***** DATA FOR THIS EXERCISE
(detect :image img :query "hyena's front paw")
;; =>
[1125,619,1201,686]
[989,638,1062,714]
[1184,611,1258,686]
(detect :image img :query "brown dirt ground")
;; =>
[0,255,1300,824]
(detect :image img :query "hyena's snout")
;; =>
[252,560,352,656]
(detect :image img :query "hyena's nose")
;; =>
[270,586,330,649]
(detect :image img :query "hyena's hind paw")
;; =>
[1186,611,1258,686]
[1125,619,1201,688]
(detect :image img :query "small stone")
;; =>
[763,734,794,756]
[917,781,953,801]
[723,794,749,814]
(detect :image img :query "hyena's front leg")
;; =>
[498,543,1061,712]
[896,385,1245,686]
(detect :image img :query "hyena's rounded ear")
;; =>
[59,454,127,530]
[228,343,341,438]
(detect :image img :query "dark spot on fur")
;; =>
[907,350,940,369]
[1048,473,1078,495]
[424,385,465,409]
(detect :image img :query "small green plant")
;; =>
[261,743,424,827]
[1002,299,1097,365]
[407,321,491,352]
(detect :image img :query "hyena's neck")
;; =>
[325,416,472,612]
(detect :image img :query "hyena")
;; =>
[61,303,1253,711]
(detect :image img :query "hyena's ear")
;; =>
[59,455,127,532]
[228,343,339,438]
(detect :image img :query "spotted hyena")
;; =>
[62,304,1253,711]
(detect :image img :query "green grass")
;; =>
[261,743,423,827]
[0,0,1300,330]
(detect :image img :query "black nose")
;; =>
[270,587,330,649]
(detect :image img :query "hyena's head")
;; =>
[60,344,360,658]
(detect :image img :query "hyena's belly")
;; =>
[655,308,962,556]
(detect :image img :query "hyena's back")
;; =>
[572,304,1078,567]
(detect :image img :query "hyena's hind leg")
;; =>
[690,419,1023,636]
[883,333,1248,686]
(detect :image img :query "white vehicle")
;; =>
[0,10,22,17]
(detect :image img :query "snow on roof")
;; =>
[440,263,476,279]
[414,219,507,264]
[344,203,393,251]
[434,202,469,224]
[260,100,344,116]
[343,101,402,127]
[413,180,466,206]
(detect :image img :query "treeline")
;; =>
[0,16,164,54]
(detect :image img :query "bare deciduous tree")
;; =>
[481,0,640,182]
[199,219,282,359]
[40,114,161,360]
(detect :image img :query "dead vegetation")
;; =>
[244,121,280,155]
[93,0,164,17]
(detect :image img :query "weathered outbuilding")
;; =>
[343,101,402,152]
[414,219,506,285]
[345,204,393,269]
**********
***** DATA FOR THIS EXERCISE
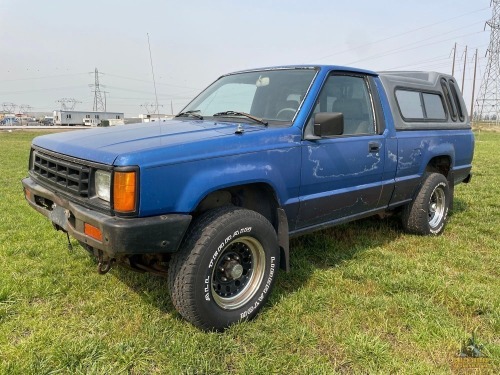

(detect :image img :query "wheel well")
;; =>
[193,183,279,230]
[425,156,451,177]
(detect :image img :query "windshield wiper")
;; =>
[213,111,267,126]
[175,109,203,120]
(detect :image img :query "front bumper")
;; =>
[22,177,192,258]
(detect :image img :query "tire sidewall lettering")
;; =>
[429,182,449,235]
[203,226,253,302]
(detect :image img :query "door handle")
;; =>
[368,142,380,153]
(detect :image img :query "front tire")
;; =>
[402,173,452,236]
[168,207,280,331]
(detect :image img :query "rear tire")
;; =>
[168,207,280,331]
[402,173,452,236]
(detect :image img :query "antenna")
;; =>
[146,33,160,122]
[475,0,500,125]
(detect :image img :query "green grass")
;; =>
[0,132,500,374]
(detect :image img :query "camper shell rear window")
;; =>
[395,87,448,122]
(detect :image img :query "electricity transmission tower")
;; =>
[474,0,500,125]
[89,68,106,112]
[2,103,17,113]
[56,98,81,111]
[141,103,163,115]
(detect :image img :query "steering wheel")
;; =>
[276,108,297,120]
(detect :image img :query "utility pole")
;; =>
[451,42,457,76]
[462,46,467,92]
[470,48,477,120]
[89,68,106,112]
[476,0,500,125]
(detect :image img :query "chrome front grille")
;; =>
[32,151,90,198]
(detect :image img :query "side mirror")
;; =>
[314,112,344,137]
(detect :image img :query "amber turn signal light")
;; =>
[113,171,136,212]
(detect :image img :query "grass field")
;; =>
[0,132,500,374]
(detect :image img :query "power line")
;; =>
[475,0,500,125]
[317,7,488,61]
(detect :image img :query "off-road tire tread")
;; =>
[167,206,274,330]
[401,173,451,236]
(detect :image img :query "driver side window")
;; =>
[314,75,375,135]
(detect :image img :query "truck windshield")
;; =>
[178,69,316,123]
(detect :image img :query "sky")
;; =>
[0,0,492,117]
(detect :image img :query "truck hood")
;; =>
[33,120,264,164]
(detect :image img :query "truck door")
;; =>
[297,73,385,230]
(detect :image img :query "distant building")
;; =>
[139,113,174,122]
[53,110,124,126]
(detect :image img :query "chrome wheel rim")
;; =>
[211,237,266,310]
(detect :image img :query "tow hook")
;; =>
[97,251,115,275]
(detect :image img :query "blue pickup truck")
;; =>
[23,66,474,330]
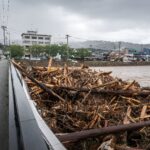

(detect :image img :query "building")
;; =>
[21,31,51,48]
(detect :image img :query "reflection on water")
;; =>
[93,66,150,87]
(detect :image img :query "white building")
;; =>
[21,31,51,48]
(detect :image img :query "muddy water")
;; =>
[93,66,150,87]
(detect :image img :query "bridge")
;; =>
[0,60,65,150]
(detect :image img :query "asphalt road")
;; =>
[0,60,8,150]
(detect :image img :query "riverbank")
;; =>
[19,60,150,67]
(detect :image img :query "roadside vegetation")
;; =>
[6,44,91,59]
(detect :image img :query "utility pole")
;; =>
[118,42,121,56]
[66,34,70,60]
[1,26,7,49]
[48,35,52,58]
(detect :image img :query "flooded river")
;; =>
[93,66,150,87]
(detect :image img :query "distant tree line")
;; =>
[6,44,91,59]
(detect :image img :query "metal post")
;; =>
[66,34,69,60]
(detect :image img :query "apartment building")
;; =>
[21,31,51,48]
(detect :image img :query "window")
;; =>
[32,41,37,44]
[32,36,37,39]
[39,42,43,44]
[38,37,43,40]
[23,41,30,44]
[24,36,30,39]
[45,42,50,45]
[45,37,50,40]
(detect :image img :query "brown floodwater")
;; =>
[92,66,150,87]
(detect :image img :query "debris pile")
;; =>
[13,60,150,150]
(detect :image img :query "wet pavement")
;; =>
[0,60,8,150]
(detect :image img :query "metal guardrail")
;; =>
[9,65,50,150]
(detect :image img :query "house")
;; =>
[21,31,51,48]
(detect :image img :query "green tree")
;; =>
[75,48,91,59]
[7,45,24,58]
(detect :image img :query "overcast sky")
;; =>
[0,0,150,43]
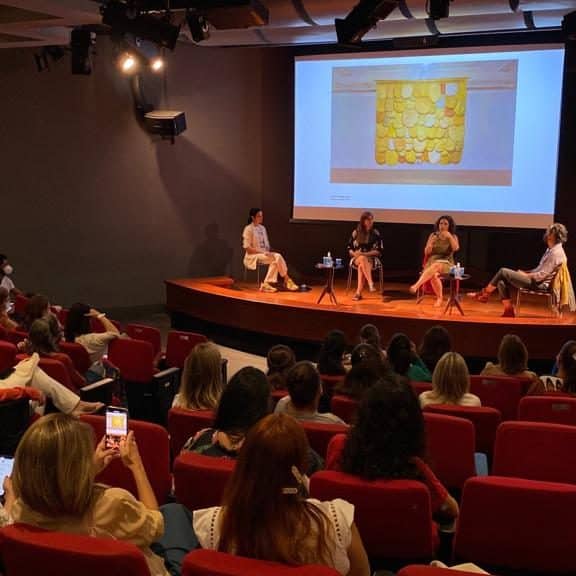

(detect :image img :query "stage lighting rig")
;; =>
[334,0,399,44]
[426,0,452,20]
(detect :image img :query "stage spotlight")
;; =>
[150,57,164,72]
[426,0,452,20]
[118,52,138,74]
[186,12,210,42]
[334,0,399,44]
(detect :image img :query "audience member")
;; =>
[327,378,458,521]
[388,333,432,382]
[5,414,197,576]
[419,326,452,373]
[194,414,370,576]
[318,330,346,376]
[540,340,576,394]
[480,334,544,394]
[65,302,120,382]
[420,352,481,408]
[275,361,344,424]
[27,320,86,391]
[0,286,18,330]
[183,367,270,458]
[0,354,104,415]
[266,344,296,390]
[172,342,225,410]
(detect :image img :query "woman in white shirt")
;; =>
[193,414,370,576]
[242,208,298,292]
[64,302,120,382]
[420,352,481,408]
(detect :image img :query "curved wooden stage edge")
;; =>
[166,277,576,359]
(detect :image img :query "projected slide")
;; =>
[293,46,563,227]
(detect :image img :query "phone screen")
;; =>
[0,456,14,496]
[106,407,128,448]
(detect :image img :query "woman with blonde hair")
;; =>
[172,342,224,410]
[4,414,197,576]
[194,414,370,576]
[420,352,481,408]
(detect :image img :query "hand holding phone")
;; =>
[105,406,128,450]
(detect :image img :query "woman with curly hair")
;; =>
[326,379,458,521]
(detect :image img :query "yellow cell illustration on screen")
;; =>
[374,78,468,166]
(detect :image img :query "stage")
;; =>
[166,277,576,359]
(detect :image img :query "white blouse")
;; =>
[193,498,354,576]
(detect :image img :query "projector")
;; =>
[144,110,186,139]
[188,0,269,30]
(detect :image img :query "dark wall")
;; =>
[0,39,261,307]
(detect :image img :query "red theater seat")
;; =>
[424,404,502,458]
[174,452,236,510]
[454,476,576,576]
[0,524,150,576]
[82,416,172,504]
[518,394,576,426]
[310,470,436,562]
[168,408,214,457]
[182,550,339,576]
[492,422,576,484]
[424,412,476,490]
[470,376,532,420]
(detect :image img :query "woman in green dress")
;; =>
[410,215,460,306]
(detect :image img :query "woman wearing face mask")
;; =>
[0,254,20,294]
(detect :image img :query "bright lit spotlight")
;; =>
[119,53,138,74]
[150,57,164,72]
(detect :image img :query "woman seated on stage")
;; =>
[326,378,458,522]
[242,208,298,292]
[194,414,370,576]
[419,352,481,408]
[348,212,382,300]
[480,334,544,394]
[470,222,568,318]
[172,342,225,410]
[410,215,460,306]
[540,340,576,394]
**********
Convert the material, beginning with the line that contains "cell illustration on" and continuing through the line that contains "[470,376,532,420]", with both of those lines included, into a JSON list of strings with one string per line and blank lines omitted.

[
  "(detect :image img :query \"yellow cell illustration on screen\")",
  ";; =>",
  "[374,78,468,166]",
  "(detect :image img :query \"stage\")",
  ";; =>",
  "[166,277,576,359]",
  "(detect :image img :query \"white blouse\")",
  ";; =>",
  "[193,498,354,576]",
  "(detect :image img :query \"projector\")",
  ";; =>",
  "[144,110,186,139]",
  "[188,0,269,30]",
  "(detect :image img :query \"dark wall\")",
  ";; =>",
  "[0,39,261,307]",
  "(detect :image img :query \"red theater seat\")",
  ";; =>",
  "[424,404,502,458]",
  "[174,452,236,510]",
  "[454,476,576,576]",
  "[0,524,150,576]",
  "[82,416,172,504]",
  "[518,394,576,426]",
  "[310,470,436,562]",
  "[168,408,214,457]",
  "[182,550,339,576]",
  "[492,422,576,484]",
  "[424,412,476,490]",
  "[470,376,532,420]"
]